• What to produce: Write out the entries again exactly as they are given.

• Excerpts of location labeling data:
^^^^^^^^^^^^^^^^

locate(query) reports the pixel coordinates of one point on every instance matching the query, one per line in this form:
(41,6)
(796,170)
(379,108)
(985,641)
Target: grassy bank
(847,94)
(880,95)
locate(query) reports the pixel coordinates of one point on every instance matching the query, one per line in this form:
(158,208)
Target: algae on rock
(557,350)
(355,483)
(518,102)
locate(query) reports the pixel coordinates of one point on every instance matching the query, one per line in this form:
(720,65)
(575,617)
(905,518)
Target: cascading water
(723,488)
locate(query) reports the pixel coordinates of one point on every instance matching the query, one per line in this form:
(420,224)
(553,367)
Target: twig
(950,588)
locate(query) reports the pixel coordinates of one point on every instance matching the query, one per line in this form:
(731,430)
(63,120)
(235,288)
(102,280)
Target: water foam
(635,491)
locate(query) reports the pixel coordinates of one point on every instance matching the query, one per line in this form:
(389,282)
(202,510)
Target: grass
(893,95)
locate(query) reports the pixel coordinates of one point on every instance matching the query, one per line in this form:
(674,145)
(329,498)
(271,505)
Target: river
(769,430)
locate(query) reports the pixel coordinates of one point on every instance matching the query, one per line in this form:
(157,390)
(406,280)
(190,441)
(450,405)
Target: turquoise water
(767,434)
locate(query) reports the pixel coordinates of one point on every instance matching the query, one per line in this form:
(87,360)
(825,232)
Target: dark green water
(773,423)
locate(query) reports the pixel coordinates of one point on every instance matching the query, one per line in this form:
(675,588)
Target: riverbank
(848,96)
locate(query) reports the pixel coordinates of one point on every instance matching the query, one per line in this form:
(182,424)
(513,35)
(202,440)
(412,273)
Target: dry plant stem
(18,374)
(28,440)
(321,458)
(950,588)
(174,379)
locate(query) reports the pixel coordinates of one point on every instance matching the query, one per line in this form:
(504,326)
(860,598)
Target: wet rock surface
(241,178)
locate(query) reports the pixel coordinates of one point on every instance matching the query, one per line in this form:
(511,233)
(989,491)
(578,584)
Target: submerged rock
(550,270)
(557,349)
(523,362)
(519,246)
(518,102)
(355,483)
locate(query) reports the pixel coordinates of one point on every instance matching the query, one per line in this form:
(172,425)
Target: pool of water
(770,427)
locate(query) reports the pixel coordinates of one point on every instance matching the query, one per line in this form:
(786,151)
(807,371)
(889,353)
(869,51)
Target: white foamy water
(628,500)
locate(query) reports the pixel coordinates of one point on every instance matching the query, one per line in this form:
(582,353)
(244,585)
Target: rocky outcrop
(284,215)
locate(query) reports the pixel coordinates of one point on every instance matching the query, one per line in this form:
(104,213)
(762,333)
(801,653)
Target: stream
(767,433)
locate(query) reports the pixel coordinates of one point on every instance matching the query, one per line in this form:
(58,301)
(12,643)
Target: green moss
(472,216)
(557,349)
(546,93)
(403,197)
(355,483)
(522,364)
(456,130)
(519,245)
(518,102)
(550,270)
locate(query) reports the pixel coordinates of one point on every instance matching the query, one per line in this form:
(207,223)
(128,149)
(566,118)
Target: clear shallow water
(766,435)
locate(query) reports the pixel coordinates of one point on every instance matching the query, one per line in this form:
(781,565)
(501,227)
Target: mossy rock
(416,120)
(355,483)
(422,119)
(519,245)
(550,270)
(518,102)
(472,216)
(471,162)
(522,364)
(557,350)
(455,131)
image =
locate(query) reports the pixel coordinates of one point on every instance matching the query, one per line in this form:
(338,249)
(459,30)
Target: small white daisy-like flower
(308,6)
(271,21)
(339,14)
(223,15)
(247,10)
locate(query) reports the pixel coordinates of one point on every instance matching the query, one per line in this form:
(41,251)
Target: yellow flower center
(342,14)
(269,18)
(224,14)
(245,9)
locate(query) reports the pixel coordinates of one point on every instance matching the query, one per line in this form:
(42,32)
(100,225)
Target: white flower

^^^^^^^^^^^^^^^^

• Result of this task:
locate(query) reports the pixel coordinates of one point on every instance matching the query, one per line in this form:
(41,6)
(796,170)
(379,108)
(985,641)
Target: grassy bank
(847,94)
(880,95)
locate(query) reports the pixel coordinates of one point on every instance matching the query, one per line in this form:
(158,208)
Target: algae on rock
(557,350)
(355,483)
(518,102)
locate(query) reports the pixel coordinates of one point on every instance matching the query, one per line in this form:
(720,65)
(575,617)
(905,518)
Target: cascading water
(723,488)
locate(query) reports the pixel coordinates of one point on every instance matching the query, one per line in this form:
(420,224)
(553,367)
Target: twig
(950,588)
locate(query) reports the pixel coordinates of one point on every instance matching the query, one per line in this form:
(731,430)
(63,120)
(235,288)
(102,280)
Target: water foam
(635,491)
locate(query) reports the pixel coordinates of one point on every instance matching the query, one per line in this form:
(389,282)
(202,510)
Target: grass
(893,95)
locate(query) reports the pixel coordinates of one point on every instance matching the query, one per line in this form:
(674,145)
(329,498)
(271,505)
Target: river
(769,430)
locate(query) reports the pixel coordinates of one point on every instance matching the query, one per line in this form:
(157,390)
(406,280)
(190,441)
(450,405)
Target: turquoise water
(767,434)
locate(query) reports the pixel coordinates of one point on every instance matching the query, one per line in this form:
(87,360)
(825,232)
Target: dark green water
(773,423)
locate(query) reports the pixel coordinates of one point on every instance matching the query, one per line in this form:
(675,588)
Target: riverbank
(848,96)
locate(query) reports the pixel coordinates of one point on every instance matching the query, one per line in this form:
(182,424)
(513,35)
(202,440)
(412,273)
Target: dry plant stem
(18,374)
(28,440)
(321,458)
(950,588)
(174,379)
locate(query) reports the pixel coordinates of one point on every instance matching the query, one per line in this form:
(504,326)
(860,598)
Target: wet rock surface
(241,178)
locate(query) reports the pixel coordinates of one point on every instance matching the query, one per line in this form:
(511,233)
(989,491)
(578,584)
Target: submerged rock
(550,270)
(557,349)
(523,362)
(519,246)
(518,102)
(355,483)
locate(query) reports the pixel coordinates of one point on every instance matching the query, one per line in this form:
(172,425)
Target: pool of water
(770,427)
locate(query) reports the pixel coordinates of one point on every instance matching the query, one per line in this form:
(786,151)
(807,371)
(889,353)
(869,51)
Target: white foamy water
(628,500)
locate(query) reports the pixel coordinates of one point on every instance matching the query, one per line in this form:
(582,353)
(244,585)
Target: rocky outcrop
(284,215)
locate(query) reports the pixel coordinates of one point on every instance matching the query, one per line in this form:
(104,213)
(762,333)
(801,653)
Target: stream
(767,433)
locate(query) reports the pixel coordinates of one point on every instance matching the query, one per line in this form:
(58,301)
(12,643)
Target: green moss
(472,216)
(557,349)
(546,93)
(403,197)
(355,483)
(522,364)
(456,130)
(519,245)
(518,102)
(550,270)
locate(query) reports the pixel coordinates of one point on every instance matching the query, one per line in this form:
(207,223)
(128,149)
(566,118)
Target: clear shallow water
(766,435)
locate(query) reports the pixel coordinates of one point on every instance matching the query, one per line in this form:
(781,565)
(501,227)
Target: mossy rock
(416,120)
(355,483)
(422,119)
(519,245)
(550,270)
(518,102)
(472,216)
(471,162)
(522,364)
(557,350)
(455,131)
image =
locate(query) reports the pixel coordinates of one point on every instance matching the query, one per line in this form:
(338,249)
(459,30)
Target: small white daisy-like flower
(308,6)
(271,21)
(339,14)
(223,15)
(247,10)
locate(query) reports the pixel coordinates of one point on every instance matching the query, one per line in this form:
(41,251)
Target: yellow flower center
(342,14)
(269,18)
(224,14)
(245,9)
locate(query) reports the pixel coordinates of one point on every instance matching the query, one per line in this form:
(42,32)
(100,225)
Target: white flower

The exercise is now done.